*Task to carry out*.
Render every line of the listing below as a Markdown table with the columns Row and Entry, skipping blank lines.

*Recorded data*.
★ ★ ★
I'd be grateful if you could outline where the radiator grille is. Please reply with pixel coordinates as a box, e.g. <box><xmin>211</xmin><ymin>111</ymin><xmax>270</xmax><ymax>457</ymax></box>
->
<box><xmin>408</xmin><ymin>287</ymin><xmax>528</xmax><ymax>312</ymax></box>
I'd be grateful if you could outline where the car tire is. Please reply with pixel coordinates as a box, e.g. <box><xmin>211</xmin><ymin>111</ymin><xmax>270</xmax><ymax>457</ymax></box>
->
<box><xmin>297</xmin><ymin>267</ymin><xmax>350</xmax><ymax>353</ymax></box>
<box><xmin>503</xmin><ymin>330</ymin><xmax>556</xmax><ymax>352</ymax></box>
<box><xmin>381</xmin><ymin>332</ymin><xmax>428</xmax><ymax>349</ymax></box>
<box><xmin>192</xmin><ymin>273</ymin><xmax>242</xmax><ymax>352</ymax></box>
★ ★ ★
*Final result*.
| Row | Entry |
|---|---|
| 1 | I'd be grateful if you could outline where the radiator grille is. Please reply with pixel coordinates as a box, e.g. <box><xmin>211</xmin><ymin>111</ymin><xmax>270</xmax><ymax>457</ymax></box> |
| 2 | -> |
| 3 | <box><xmin>408</xmin><ymin>287</ymin><xmax>528</xmax><ymax>312</ymax></box> |
| 4 | I'd be grateful if you could outline where the car tire is. Please reply with pixel coordinates as a box, e.g. <box><xmin>211</xmin><ymin>111</ymin><xmax>270</xmax><ymax>457</ymax></box> |
| 5 | -> |
| 6 | <box><xmin>297</xmin><ymin>267</ymin><xmax>350</xmax><ymax>353</ymax></box> |
| 7 | <box><xmin>503</xmin><ymin>330</ymin><xmax>556</xmax><ymax>352</ymax></box> |
| 8 | <box><xmin>381</xmin><ymin>332</ymin><xmax>428</xmax><ymax>349</ymax></box> |
| 9 | <box><xmin>192</xmin><ymin>273</ymin><xmax>242</xmax><ymax>352</ymax></box> |